TO DO:
Give the lines again, unchanged, starting with the line containing "every red jar" and ending with the last line of the data below.
--- START ---
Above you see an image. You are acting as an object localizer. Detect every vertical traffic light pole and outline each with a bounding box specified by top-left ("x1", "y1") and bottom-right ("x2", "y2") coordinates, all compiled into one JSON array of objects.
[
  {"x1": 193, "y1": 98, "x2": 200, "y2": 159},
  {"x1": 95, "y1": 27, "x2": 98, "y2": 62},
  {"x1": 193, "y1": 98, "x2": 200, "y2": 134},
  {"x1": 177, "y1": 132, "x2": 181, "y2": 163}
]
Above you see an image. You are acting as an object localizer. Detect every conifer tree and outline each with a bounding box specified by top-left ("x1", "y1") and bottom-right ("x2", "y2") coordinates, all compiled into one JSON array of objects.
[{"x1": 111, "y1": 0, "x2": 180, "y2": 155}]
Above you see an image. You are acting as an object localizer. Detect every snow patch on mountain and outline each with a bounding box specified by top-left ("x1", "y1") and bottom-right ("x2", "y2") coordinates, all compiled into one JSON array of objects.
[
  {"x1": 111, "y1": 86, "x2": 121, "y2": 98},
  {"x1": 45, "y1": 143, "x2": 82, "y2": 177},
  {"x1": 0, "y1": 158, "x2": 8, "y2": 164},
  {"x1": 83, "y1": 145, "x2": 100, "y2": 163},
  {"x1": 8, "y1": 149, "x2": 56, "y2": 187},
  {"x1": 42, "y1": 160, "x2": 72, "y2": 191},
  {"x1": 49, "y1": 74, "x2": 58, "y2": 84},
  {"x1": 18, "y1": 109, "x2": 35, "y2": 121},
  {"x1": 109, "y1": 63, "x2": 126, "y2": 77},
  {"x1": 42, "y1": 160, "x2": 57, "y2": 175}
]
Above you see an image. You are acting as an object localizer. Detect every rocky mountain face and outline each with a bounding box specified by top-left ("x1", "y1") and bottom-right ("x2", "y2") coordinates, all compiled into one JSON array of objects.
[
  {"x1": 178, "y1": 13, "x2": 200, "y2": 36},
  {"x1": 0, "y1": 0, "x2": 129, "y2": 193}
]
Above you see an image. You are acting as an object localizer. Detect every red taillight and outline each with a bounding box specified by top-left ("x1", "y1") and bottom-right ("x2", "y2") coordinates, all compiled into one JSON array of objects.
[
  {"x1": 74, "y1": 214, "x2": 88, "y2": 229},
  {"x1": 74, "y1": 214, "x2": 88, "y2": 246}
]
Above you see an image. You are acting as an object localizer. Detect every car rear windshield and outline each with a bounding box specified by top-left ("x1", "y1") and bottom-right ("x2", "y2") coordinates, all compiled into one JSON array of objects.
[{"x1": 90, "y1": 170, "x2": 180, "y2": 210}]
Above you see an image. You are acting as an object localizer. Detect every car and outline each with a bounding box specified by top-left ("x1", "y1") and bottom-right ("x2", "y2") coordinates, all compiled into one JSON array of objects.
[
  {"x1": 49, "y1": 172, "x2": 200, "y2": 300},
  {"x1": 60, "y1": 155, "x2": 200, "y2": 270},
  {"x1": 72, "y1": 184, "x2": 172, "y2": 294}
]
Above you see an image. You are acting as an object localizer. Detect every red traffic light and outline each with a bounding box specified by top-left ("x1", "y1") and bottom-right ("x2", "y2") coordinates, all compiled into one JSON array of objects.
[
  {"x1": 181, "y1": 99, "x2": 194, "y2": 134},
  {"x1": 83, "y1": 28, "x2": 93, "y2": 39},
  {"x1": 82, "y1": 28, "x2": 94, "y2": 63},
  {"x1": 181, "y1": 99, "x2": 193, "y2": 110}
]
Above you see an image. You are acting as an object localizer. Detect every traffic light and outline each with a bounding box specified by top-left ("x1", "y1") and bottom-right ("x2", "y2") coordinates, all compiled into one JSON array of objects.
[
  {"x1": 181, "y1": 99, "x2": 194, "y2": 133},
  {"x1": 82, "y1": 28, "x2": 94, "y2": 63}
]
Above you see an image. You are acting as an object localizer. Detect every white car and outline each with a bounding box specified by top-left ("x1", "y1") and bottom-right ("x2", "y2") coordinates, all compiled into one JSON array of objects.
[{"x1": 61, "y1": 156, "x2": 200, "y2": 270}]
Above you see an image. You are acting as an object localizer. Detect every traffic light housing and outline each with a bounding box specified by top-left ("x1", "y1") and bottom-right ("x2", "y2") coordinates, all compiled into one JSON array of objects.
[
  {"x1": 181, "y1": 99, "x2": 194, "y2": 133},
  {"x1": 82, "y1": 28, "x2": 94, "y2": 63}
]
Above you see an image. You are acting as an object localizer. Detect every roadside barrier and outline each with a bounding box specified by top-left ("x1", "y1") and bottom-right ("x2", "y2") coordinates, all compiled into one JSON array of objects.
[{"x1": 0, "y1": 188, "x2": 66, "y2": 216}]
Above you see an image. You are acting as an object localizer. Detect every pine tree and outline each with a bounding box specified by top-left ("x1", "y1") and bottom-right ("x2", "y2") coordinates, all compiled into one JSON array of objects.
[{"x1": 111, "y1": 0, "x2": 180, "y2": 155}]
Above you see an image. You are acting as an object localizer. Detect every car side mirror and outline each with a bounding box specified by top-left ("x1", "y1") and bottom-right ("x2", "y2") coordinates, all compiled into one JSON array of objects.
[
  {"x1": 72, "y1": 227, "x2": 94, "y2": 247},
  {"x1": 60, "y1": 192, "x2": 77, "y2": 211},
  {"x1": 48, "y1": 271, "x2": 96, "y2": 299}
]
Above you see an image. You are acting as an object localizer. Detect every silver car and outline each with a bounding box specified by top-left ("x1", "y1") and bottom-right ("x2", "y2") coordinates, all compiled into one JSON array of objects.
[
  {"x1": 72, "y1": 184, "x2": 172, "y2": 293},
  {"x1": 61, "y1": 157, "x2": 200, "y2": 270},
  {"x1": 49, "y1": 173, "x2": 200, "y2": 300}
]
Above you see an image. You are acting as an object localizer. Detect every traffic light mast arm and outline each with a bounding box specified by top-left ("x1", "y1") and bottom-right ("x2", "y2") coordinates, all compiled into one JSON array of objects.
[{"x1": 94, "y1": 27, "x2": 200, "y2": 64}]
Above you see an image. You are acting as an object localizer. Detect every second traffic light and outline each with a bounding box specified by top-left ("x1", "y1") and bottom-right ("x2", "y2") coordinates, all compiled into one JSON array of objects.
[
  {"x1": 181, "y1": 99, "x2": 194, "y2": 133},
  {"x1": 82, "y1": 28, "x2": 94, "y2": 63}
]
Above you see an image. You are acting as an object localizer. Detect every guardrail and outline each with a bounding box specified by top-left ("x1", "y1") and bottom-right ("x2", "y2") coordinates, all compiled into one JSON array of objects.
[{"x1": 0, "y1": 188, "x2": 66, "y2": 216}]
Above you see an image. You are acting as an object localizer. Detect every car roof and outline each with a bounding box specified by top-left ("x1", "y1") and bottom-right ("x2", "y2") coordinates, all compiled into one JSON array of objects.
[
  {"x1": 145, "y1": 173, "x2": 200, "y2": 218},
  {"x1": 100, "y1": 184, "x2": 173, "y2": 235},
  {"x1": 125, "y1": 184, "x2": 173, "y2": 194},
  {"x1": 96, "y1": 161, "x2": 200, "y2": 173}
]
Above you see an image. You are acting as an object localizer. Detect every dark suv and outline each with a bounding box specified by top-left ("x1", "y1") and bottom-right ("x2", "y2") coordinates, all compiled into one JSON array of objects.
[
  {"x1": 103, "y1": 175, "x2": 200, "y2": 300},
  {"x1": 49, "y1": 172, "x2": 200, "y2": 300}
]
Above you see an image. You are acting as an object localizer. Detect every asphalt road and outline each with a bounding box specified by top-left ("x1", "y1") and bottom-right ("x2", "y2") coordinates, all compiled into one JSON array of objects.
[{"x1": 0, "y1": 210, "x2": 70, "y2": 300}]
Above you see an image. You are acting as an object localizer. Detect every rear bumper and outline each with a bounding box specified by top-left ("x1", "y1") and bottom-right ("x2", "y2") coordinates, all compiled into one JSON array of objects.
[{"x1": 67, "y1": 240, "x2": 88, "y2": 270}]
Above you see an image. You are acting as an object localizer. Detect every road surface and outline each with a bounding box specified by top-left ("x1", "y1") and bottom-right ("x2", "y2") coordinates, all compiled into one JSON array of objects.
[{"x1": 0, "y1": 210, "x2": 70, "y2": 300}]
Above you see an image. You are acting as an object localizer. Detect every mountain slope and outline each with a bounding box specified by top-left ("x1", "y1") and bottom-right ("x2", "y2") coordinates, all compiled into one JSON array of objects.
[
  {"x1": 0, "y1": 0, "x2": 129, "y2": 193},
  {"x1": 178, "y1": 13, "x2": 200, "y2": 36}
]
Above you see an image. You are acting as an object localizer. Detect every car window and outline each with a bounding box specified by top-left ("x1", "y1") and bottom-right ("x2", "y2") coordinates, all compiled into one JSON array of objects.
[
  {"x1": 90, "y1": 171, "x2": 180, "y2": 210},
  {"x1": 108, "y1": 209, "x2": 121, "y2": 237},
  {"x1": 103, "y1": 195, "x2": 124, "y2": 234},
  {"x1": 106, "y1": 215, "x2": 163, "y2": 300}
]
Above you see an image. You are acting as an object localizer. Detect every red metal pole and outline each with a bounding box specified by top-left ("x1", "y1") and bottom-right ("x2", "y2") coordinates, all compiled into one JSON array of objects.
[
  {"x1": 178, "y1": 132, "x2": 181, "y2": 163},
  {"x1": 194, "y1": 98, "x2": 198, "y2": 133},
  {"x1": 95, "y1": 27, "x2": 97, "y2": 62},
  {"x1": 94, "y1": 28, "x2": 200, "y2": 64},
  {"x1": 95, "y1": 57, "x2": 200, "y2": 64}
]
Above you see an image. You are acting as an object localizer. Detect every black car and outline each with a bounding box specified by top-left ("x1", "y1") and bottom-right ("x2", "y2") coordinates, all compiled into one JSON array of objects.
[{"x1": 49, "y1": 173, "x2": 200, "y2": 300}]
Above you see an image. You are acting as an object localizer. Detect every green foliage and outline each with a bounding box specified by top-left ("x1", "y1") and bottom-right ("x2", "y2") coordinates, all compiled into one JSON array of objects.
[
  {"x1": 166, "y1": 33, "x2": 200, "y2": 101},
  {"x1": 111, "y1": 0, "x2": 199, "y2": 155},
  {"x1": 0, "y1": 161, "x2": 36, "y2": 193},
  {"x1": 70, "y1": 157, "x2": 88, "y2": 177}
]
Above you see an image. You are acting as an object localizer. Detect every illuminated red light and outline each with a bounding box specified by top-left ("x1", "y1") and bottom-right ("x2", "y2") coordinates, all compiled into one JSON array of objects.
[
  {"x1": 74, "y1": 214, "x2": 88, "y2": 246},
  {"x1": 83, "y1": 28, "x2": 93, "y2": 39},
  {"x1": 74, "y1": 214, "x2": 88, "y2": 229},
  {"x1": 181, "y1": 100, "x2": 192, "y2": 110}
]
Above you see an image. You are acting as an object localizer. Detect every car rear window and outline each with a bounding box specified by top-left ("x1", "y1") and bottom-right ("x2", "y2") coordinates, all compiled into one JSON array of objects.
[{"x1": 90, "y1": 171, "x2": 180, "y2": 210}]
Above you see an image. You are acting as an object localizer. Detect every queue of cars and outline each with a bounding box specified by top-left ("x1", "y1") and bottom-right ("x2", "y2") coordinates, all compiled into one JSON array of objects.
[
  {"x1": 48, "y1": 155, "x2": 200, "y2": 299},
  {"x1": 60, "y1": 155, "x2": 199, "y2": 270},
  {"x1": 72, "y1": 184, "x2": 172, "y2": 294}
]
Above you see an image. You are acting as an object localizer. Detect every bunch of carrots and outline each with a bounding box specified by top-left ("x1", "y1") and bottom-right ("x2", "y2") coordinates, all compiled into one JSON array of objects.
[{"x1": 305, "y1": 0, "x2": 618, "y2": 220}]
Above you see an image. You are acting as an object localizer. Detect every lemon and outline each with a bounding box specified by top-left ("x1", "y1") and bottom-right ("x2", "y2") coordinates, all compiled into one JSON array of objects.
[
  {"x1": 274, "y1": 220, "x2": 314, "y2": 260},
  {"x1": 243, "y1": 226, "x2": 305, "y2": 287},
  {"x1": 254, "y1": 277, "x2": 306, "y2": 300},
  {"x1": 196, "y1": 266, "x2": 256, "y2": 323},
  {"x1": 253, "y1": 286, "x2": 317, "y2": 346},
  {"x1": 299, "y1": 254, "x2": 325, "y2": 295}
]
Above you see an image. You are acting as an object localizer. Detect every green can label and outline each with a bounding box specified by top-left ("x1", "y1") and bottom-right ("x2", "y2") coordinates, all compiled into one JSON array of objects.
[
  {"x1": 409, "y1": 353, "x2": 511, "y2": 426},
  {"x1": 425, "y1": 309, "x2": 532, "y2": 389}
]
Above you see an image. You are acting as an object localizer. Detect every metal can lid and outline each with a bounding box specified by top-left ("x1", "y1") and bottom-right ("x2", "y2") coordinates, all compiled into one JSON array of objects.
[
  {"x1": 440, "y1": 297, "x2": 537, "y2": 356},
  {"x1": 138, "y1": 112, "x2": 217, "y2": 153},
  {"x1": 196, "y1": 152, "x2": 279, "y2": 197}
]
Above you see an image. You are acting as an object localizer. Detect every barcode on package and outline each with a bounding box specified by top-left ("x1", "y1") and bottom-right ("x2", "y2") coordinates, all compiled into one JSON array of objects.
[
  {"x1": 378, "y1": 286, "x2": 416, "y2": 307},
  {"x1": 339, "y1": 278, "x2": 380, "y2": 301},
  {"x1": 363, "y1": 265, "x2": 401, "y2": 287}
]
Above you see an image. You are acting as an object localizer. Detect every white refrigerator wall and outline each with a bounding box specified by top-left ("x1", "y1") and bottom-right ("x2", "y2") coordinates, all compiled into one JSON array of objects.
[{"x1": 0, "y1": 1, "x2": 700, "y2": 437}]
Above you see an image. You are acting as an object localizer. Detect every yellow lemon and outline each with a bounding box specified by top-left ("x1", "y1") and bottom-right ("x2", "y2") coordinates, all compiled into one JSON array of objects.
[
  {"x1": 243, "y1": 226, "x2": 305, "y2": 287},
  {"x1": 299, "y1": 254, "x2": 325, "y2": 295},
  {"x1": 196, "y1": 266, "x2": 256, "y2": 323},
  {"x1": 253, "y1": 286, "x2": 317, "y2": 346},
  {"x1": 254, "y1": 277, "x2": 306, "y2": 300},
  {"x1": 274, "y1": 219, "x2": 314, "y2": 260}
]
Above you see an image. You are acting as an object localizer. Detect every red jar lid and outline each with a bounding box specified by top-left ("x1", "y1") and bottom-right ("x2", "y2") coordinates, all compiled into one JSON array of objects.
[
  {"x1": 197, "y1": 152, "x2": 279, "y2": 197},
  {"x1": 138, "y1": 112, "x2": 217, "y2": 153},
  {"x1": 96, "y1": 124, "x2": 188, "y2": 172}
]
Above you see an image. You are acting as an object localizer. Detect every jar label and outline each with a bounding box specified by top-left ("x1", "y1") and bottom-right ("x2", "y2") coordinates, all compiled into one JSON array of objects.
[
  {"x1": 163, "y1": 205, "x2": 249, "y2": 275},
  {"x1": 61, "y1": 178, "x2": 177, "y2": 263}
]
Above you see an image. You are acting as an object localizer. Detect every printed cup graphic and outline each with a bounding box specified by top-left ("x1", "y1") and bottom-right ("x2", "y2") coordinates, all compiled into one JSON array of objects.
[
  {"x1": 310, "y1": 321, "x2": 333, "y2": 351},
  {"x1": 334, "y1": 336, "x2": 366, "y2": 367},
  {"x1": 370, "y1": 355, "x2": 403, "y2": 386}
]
--- END ---
RESULT:
Above you see an image. You are acting as an object localizer. Detect every red jar lid and outline each with a bounding box specified by top-left ("x1", "y1") and bottom-right ("x2", "y2") coordinates, all compiled into one JSON array of objects.
[
  {"x1": 197, "y1": 152, "x2": 279, "y2": 197},
  {"x1": 138, "y1": 112, "x2": 217, "y2": 153},
  {"x1": 96, "y1": 124, "x2": 188, "y2": 172}
]
Above you see an image. You are acting as an object localizer. Detect every jar label and outline each with a bounding box specified by top-left ("x1", "y1") and bottom-right ("x2", "y2") coordinates, all compiled into one JSON array of objects.
[
  {"x1": 163, "y1": 205, "x2": 249, "y2": 275},
  {"x1": 61, "y1": 178, "x2": 177, "y2": 263}
]
Above you see an image. You are acting as an object localizer. Detect every printed cup graphic and outline each with a bounding box specified by top-left ("x1", "y1") and bottom-right ("x2", "y2") coordinates, all compiled into one JSON array of objects.
[
  {"x1": 310, "y1": 321, "x2": 333, "y2": 351},
  {"x1": 334, "y1": 336, "x2": 366, "y2": 367},
  {"x1": 370, "y1": 355, "x2": 403, "y2": 386}
]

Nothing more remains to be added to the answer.